• _MATERIAL SHOWN_
┌──

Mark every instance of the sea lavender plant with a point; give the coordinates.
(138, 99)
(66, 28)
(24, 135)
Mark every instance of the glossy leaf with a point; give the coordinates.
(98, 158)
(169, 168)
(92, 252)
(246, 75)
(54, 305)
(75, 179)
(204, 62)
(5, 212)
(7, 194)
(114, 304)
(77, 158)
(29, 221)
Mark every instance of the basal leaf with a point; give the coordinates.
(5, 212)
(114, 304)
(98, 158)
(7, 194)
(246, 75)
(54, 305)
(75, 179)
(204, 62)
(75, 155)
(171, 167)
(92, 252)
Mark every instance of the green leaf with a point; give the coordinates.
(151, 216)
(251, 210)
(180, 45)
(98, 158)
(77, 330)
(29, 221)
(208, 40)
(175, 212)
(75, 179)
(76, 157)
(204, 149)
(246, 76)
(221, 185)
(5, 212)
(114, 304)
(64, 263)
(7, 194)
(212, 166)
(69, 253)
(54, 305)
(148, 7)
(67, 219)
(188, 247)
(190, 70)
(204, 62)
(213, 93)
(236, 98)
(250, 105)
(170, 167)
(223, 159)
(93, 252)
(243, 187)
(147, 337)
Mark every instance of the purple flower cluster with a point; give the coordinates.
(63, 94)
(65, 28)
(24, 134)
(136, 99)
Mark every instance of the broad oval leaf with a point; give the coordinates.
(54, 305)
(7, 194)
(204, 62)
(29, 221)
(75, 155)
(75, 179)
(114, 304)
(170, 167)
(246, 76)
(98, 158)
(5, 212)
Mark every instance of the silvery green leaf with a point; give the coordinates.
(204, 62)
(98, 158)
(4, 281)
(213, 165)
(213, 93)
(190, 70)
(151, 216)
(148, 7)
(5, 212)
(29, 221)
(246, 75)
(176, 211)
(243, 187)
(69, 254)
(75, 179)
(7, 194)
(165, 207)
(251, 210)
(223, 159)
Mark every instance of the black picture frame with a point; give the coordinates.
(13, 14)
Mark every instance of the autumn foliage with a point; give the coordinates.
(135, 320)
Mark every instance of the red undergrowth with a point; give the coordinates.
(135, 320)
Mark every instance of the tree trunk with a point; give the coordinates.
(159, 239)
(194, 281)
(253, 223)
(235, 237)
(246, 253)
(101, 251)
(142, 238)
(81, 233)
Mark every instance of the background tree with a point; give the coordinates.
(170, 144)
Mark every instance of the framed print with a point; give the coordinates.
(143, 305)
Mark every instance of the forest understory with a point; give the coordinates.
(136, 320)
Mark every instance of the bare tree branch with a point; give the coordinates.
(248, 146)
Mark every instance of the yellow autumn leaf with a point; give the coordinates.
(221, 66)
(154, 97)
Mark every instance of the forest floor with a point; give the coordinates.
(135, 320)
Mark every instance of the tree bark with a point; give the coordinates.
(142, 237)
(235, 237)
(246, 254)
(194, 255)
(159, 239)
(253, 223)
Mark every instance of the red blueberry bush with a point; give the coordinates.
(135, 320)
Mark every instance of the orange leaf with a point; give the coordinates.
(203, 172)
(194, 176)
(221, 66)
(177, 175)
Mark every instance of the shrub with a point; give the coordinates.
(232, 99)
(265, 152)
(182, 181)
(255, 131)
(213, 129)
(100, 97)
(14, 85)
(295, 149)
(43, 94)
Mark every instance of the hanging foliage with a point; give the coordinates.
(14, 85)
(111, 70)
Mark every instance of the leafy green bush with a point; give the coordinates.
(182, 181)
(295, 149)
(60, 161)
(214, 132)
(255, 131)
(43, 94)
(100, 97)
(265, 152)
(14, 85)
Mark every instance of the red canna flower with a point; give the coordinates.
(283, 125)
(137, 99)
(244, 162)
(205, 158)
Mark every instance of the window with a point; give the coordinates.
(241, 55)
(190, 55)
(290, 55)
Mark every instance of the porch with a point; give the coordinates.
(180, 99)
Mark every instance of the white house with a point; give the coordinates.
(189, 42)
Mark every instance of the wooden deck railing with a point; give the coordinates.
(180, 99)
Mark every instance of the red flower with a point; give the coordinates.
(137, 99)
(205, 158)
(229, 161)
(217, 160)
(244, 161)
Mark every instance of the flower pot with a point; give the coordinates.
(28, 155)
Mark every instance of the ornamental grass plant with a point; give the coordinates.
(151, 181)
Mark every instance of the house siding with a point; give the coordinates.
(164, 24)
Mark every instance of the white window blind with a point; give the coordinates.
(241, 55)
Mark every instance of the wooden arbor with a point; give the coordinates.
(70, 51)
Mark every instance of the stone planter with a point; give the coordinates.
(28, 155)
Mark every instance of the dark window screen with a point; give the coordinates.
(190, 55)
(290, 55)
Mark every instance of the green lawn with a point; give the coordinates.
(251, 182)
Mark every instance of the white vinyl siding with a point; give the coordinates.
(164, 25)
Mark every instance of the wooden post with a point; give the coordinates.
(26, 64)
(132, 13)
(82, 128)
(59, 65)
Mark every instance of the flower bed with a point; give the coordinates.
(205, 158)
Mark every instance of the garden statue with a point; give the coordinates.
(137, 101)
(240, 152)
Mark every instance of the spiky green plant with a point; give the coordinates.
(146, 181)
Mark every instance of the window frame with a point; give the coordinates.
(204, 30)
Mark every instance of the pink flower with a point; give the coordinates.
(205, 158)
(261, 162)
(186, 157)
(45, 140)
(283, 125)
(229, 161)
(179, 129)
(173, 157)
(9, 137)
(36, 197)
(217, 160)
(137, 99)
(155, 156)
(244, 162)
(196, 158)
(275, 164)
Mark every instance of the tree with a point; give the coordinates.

└──

• _WHAT TO WORK ON_
From the line that holds "Mark every instance of the pink" down to the last line of the material, copy every line exactly and add nothing.

• _SOLUTION FOR THIS TASK_
Mark every instance of the pink flower with a point; give the coordinates.
(205, 158)
(261, 162)
(186, 157)
(45, 140)
(283, 125)
(229, 161)
(179, 129)
(173, 157)
(9, 137)
(36, 197)
(217, 160)
(137, 99)
(155, 156)
(244, 162)
(196, 158)
(275, 164)
Mark every instance of the tree with a point; give the coordinates.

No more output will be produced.